Start Task material

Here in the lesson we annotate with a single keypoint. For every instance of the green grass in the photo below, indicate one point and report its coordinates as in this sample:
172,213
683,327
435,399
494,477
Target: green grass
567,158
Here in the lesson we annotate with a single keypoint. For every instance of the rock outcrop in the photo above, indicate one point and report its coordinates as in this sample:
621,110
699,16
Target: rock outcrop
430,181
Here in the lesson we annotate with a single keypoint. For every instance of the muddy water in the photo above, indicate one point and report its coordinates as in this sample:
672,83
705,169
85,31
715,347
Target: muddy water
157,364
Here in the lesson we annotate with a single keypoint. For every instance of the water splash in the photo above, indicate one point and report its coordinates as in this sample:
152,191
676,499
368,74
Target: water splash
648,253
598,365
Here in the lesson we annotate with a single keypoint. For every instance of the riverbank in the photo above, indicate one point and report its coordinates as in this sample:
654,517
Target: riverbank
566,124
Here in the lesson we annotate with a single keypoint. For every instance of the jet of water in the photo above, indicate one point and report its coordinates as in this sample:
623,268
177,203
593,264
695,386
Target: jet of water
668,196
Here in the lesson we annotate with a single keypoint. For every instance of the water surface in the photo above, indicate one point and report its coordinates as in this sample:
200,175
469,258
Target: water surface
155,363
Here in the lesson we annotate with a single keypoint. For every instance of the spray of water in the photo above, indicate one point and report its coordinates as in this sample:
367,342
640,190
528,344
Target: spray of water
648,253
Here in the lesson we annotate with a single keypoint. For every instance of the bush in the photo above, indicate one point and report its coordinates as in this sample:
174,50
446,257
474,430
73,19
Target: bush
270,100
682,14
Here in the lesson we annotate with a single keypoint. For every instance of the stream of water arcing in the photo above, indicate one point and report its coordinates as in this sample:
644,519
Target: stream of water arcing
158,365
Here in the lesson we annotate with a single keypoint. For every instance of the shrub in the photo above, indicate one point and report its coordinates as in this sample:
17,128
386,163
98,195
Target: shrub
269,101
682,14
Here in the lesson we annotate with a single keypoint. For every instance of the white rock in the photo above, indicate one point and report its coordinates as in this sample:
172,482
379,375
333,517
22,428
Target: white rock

End Task material

Print all of the lines above again, word for word and without any changes.

Here in the lesson we annotate with a single keypoint. For every instance of the green grass in the photo below, indicate one point and report its coordinates as in this sample:
172,213
683,327
435,399
494,477
Target: green grass
567,158
Here in the lesson we annotate with a single keypoint. For every instance of the rock outcrop in the photo above, indicate one point and report its coordinates as in this sample:
621,110
699,16
Target: rock outcrop
430,181
Here in the lesson we annotate with a single keypoint. For every instance of the muddy water in the photo above, indicate one point and report its coordinates as in this sample:
672,83
705,169
85,31
715,347
Target: muddy water
157,364
Here in the lesson we annotate with a single keypoint. For every instance of the water splash in the photo above, indicate one point and report its coordinates as in this sample:
152,191
676,499
368,74
Target: water splash
648,253
598,365
Here in the lesson we annotate with a single keypoint. For every instance of the riverbank in the photo above, indicate one point and report its coordinates as in this sample:
654,517
Target: riverbank
566,124
Here in the lesson we annotate with a single keypoint. For every instance of the jet of water in the photo above, indicate one point and report its coordinates as in this sample:
623,268
177,203
593,264
695,386
Target: jet of water
668,196
Here in the lesson we annotate with a single keypoint. For every instance of the water surface in the photo above, indicate one point and report its coordinates as in this sample:
200,175
469,258
Target: water surface
155,363
Here in the lesson we annotate with a single keypoint. For every instance of the spray of water in the photo above, indicate one point and report its coordinates as in this sample:
367,342
640,190
528,344
Target: spray of water
648,253
Here in the lesson we annotate with a single keypoint. For every instance of the bush in the photo above, indicate one point and report its coordinates as in this sample:
174,50
446,257
474,430
73,19
Target: bush
270,100
682,14
Here in the lesson we annotate with a single keypoint. For every instance of the stream of water arcing in the photo above, indicate one point and report its coordinates as in this sample:
644,519
Target: stream of water arcing
158,365
Here in the lesson we annotate with a single keypoint. For every instance of the shrub in the photo above, indicate one point and report its coordinates as in this sample:
17,128
386,163
98,195
Target: shrub
269,101
682,14
Here in the lesson we annotate with a single keypoint. For every instance of the white rock in the photo above, indicate one point and report its coordinates as in this sample:
172,482
379,375
333,517
22,428
Target: white rock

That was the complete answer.